[Work to be completed]: Arrange all of the lines below into a Markdown table with the columns Row and Line. Number each line in order under Row, and skip any blank lines.

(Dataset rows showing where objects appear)
===============
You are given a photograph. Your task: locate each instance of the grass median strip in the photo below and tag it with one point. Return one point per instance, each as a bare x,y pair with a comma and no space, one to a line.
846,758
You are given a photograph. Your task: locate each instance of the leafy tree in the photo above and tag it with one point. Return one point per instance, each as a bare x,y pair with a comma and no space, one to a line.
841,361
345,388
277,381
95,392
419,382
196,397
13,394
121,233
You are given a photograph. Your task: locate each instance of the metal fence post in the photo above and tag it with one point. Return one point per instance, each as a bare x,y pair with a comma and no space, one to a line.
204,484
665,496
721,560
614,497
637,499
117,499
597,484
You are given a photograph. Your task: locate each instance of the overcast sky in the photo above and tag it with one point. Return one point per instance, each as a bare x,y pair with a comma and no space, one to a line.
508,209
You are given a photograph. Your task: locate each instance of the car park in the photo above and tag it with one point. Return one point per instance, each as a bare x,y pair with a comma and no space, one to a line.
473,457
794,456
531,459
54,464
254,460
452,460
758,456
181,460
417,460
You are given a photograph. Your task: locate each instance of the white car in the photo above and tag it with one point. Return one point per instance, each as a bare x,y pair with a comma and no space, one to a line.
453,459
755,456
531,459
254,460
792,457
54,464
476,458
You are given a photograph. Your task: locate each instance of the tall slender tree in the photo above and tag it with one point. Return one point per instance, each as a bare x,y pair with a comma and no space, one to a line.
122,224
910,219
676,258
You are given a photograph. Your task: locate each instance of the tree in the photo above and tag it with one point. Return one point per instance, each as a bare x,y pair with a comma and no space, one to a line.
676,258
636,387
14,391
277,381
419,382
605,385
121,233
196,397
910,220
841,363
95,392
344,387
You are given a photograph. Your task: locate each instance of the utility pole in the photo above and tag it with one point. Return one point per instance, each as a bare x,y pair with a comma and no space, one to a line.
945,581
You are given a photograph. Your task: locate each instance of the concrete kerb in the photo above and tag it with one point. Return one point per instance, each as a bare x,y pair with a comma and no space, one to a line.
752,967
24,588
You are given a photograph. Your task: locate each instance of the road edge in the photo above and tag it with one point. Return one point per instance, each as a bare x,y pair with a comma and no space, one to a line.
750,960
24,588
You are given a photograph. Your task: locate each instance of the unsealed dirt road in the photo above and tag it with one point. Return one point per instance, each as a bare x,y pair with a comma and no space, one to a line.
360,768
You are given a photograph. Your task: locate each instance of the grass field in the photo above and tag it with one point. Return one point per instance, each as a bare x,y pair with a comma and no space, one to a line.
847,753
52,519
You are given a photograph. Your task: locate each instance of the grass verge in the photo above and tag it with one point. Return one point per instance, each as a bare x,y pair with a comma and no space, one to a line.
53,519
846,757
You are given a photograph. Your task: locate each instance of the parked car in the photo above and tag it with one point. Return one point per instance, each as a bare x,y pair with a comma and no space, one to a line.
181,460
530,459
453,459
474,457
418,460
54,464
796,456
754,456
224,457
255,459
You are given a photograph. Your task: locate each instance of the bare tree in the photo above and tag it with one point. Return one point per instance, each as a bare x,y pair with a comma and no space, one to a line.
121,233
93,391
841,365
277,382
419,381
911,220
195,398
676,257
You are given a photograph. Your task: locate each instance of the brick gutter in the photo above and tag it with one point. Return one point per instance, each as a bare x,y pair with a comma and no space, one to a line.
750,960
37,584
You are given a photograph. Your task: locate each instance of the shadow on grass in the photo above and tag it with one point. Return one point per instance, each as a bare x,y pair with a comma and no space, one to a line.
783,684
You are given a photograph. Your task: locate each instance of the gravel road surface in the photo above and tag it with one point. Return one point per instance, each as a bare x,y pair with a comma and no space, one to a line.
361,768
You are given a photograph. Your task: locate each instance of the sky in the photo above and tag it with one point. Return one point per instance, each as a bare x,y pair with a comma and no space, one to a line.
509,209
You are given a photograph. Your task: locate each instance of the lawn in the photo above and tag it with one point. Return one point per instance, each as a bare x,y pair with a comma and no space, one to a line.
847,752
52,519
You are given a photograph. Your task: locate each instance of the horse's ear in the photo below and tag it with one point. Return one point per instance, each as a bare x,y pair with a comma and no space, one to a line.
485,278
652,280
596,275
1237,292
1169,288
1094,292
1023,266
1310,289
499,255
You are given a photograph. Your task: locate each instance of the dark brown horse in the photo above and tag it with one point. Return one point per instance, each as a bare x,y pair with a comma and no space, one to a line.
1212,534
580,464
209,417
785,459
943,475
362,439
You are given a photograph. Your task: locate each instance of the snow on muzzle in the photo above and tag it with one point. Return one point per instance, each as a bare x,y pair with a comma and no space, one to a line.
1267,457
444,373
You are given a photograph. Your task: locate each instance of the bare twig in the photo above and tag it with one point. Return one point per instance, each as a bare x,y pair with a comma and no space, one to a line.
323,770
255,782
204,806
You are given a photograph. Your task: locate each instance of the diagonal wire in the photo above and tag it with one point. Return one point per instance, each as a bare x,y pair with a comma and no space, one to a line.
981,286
===============
[Output for this exercise]:
| Row | Line |
|---|---|
| 1 | You are given a photograph. Your task: locate each instance of the grass median strip in the photo below and tag it with one point. Return one point per instance, each as a bare x,y pair with a comma and no space, one to a line. |
| 2 | 846,758 |
| 3 | You are given a photograph. Your task: locate each instance of the leafy tree in the photo above and tag it with one point. Return one point per instance, each as a bare x,y pair with a comma and no space, one to a line. |
| 4 | 841,361 |
| 5 | 345,388 |
| 6 | 277,381 |
| 7 | 95,392 |
| 8 | 419,382 |
| 9 | 196,397 |
| 10 | 13,394 |
| 11 | 121,233 |
| 12 | You are given a photograph. Your task: locate each instance of the metal fence post in the photo above and tag it with one point. Return one point per instance, each as a bare x,y pair with a comma and no space, one to a line. |
| 13 | 204,484 |
| 14 | 665,496 |
| 15 | 721,560 |
| 16 | 614,497 |
| 17 | 637,499 |
| 18 | 117,499 |
| 19 | 597,484 |
| 20 | You are given a photograph. Your task: locate each instance of the overcast sky in the photo above and tag it with one point. Return one point per instance, each as a bare x,y pair with a comma and no space, one to a line. |
| 21 | 508,209 |
| 22 | You are given a photograph. Your task: locate each instance of the car park in the photo above and tag it with one point. Return one point per instance, each as a bare x,y pair with a comma and no space, one to a line. |
| 23 | 473,457 |
| 24 | 794,456 |
| 25 | 531,459 |
| 26 | 54,464 |
| 27 | 254,460 |
| 28 | 452,460 |
| 29 | 758,456 |
| 30 | 181,460 |
| 31 | 417,460 |
| 32 | You are given a photograph. Your task: locate each instance of the white car in the photo above and tag it with one point. Return one point per instance, each as a bare x,y pair with a comma and no space, one to a line. |
| 33 | 453,459 |
| 34 | 755,456 |
| 35 | 531,459 |
| 36 | 254,460 |
| 37 | 792,457 |
| 38 | 54,464 |
| 39 | 476,458 |
| 40 | You are given a photograph. Your task: locate each instance of the tall slender tree in the photo above and tag it with one point. Return one point per instance, each as a bare x,y pair with a comma and no space, one to a line. |
| 41 | 122,224 |
| 42 | 910,219 |
| 43 | 676,258 |
| 44 | You are given a photograph. Your task: locate each instance of the tree in the photo above and tag it with one point. Return one point per instance, each as a bare x,y pair with a comma and no space, one to a line. |
| 45 | 676,258 |
| 46 | 636,387 |
| 47 | 14,391 |
| 48 | 277,381 |
| 49 | 419,382 |
| 50 | 605,385 |
| 51 | 121,233 |
| 52 | 196,397 |
| 53 | 910,220 |
| 54 | 841,363 |
| 55 | 95,392 |
| 56 | 344,387 |
| 57 | You are given a photograph. Your task: locate each instance of the utility pole in the photo above and tag it with one point. Return one point per instance, each as a bare x,y pair with a comma and no space, one to a line. |
| 58 | 945,581 |
| 59 | You are given a photograph. Your task: locate each instance of the concrete kerb in the photo above and tag it with one point. Return one point per instance, each as a bare x,y pair with a comma and no space, one to a line. |
| 60 | 752,967 |
| 61 | 24,588 |
| 62 | You are given a photograph. Your task: locate each instance of the road edge in the photo above and tag it with one point. Return one point per instance, each as a bare x,y pair with a comma and no space, one to a line. |
| 63 | 750,960 |
| 64 | 24,588 |
| 65 | You are given a photograph. Your task: locate each instance of the unsealed dirt road in the photo above and tag it with one point. Return one point per instance, each as a bare x,y pair with a comma and no space, one to a line. |
| 66 | 360,768 |
| 67 | You are given a photograph. Your task: locate each instance of the grass field in the photo above and tag it with one point. Return one point per instance, each as a bare x,y pair with a comma and no space, one to a line. |
| 68 | 847,753 |
| 69 | 52,519 |
| 70 | You are given a photograph. Your task: locate each instance of the grass verge in the photo above and tag it with one point. Return one point per instance, each as a bare x,y pair with a comma and no space, one to a line. |
| 71 | 53,519 |
| 72 | 846,757 |
| 73 | You are given a photograph. Your task: locate each instance of the parked car in the photo above and tag it with one point. Return one point per instance, each as a bare x,y pair with a comma and no space, one to a line. |
| 74 | 181,460 |
| 75 | 530,459 |
| 76 | 453,459 |
| 77 | 474,457 |
| 78 | 418,460 |
| 79 | 54,464 |
| 80 | 796,456 |
| 81 | 754,456 |
| 82 | 224,457 |
| 83 | 255,459 |
| 84 | You are given a photograph. Your task: locate each instance of the bare tree in the photo above and tag it with one point. Return one point per instance, each as a bare x,y pair with a comma and no space, one to a line. |
| 85 | 121,233 |
| 86 | 93,391 |
| 87 | 841,365 |
| 88 | 277,382 |
| 89 | 419,381 |
| 90 | 911,220 |
| 91 | 195,398 |
| 92 | 676,257 |
| 93 | You are given a photograph. Your task: locate each instance of the brick gutter in the photo above and tag it with one point. Return one point per instance, each as a bare x,y pair with a comma and no space, one to a line. |
| 94 | 750,960 |
| 95 | 37,584 |
| 96 | You are given a photograph. Your task: locate each instance of the shadow on grass in the photo above and tag it with one point. Return one point per instance, each as a bare x,y pair with a comma and no space, one to a line. |
| 97 | 783,684 |
| 98 | You are given a photograph. Your task: locate each instance of the gravel road surface in the photo above and tag it with one point. Return one point per instance, each as a bare x,y pair with a comma and no space, one to a line. |
| 99 | 361,768 |
| 100 | You are given a photograph. Your task: locate each instance of the sky in the photo above and tag it with one point. Return one point per instance, each as a bare x,y pair with a comma and no space, one to a line. |
| 101 | 509,209 |
| 102 | You are given a photograph. Your task: locate each instance of the lawn in the photo above and tag it with one point. Return one point per instance, each as a bare x,y pair with a comma and no space, one to a line. |
| 103 | 847,752 |
| 104 | 52,519 |
| 105 | You are given a photograph. Your task: locate each instance of the horse's ear in the photo below and tag it with one point. Return one point per instance, each as a bare x,y pair with a comma and no space, one to a line. |
| 106 | 485,278 |
| 107 | 652,280 |
| 108 | 596,275 |
| 109 | 1237,292 |
| 110 | 1169,288 |
| 111 | 1094,292 |
| 112 | 1023,266 |
| 113 | 1310,289 |
| 114 | 499,255 |
| 115 | You are given a photograph. Your task: locate each instance of the dark brown horse in the photo above and tag it with one point. Return one point per instance, each as a bare x,y pair with a comma and no space, one to a line. |
| 116 | 1212,534 |
| 117 | 580,464 |
| 118 | 209,417 |
| 119 | 785,459 |
| 120 | 943,475 |
| 121 | 362,439 |
| 122 | You are given a photograph. Your task: locate each instance of the snow on muzzle in the photo above and tag it with one point. Return one point per instance, each as a bare x,y pair with a comma and no space, one to a line. |
| 123 | 1267,457 |
| 124 | 444,373 |
| 125 | You are given a photograph. Your task: locate each instance of the bare twig in the photo above and tag it with one point. Return one point per instance, each as a bare x,y pair with a comma and no space, one to a line. |
| 126 | 323,770 |
| 127 | 255,782 |
| 128 | 204,806 |
| 129 | You are given a photograph. Your task: locate each instance of the diagonal wire in the photo above and tag it with one point. Return one point per instance, each as a bare x,y pair with a comma and no space, one to a line. |
| 130 | 981,286 |